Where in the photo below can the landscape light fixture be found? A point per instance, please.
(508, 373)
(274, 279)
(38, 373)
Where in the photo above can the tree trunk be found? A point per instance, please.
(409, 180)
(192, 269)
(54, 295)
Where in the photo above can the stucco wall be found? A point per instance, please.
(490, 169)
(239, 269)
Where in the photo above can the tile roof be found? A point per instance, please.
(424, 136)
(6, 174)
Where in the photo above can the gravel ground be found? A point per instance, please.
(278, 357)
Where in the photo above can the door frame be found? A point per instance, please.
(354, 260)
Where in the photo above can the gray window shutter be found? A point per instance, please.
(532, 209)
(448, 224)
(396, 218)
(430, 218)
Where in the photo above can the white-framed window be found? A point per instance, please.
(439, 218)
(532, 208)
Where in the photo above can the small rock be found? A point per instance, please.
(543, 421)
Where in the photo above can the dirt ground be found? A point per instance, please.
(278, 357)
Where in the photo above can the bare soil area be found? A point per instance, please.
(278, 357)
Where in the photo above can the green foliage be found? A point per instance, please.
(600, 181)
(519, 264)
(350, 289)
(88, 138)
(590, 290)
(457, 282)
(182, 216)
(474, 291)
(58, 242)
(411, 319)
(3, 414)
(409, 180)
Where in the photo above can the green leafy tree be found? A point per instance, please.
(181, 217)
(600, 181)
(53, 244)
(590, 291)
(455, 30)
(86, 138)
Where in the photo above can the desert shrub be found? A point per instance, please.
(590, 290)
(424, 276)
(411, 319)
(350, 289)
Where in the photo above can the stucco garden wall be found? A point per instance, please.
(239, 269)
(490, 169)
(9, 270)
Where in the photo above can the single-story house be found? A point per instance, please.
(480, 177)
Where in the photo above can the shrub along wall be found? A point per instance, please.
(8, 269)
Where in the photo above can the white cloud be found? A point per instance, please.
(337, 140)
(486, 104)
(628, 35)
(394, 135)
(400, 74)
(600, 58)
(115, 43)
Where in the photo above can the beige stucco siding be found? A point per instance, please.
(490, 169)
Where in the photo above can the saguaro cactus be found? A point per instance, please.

Challenge:
Repeat, with no changes, each line from the one with "Where in the photo above can the tree" to the end of the listing, including both ends and nothing else.

The result:
Where in the photo above can the tree trunk be found? A point per instance, please.
(409, 180)
(192, 269)
(54, 295)
Where in the photo above can the stucco wall be found? A point per instance, please.
(490, 169)
(239, 269)
Where in the photo above can the tile roof be found? A point per instance, please.
(424, 136)
(6, 174)
Where in the photo above can the gravel ground be found? A point per instance, please.
(278, 357)
Where in the photo above can the door frame be found? A point per instance, please.
(354, 260)
Where in the photo above can the gray window shutter be found? A point per instance, please.
(532, 209)
(448, 224)
(396, 218)
(430, 218)
Where in the photo above can the white-framed window be found? A point per instance, please.
(439, 218)
(532, 208)
Where in the photo above can the small rock be found? A point per instance, please.
(543, 421)
Where in the photo above can the dirt ground be found? A point per instance, please.
(278, 357)
Where in the photo above can the bare soil area be found? A point per instance, please.
(278, 357)
Where in the photo above can the green foliage be found? A point per instance, please.
(600, 181)
(519, 264)
(350, 289)
(88, 138)
(590, 290)
(457, 282)
(182, 216)
(474, 291)
(58, 242)
(411, 319)
(3, 414)
(409, 180)
Where in the photo above can the green leafy tree be found? A point per instance, please.
(181, 217)
(600, 181)
(53, 244)
(590, 291)
(455, 30)
(86, 138)
Where in the photo above can the desert shrub be found? A point per instance, please.
(590, 290)
(424, 276)
(411, 319)
(350, 289)
Where in the photo above can the stucco garden wall be found? A point per instance, please.
(239, 269)
(490, 169)
(9, 270)
Where in the photo above can the single-story house be found? A point per instance, please.
(480, 177)
Where in the photo above can the shrub along wall be found? A point per instance, please.
(8, 269)
Where in the photo above can the white cloud be found? A point per instance, please.
(337, 140)
(486, 104)
(628, 35)
(394, 135)
(400, 74)
(600, 58)
(115, 43)
Where in the photo above can the beige stucco siding be found? A point per instance, please.
(490, 169)
Where in the photo above can the saguaro cactus be found? A point per instance, please.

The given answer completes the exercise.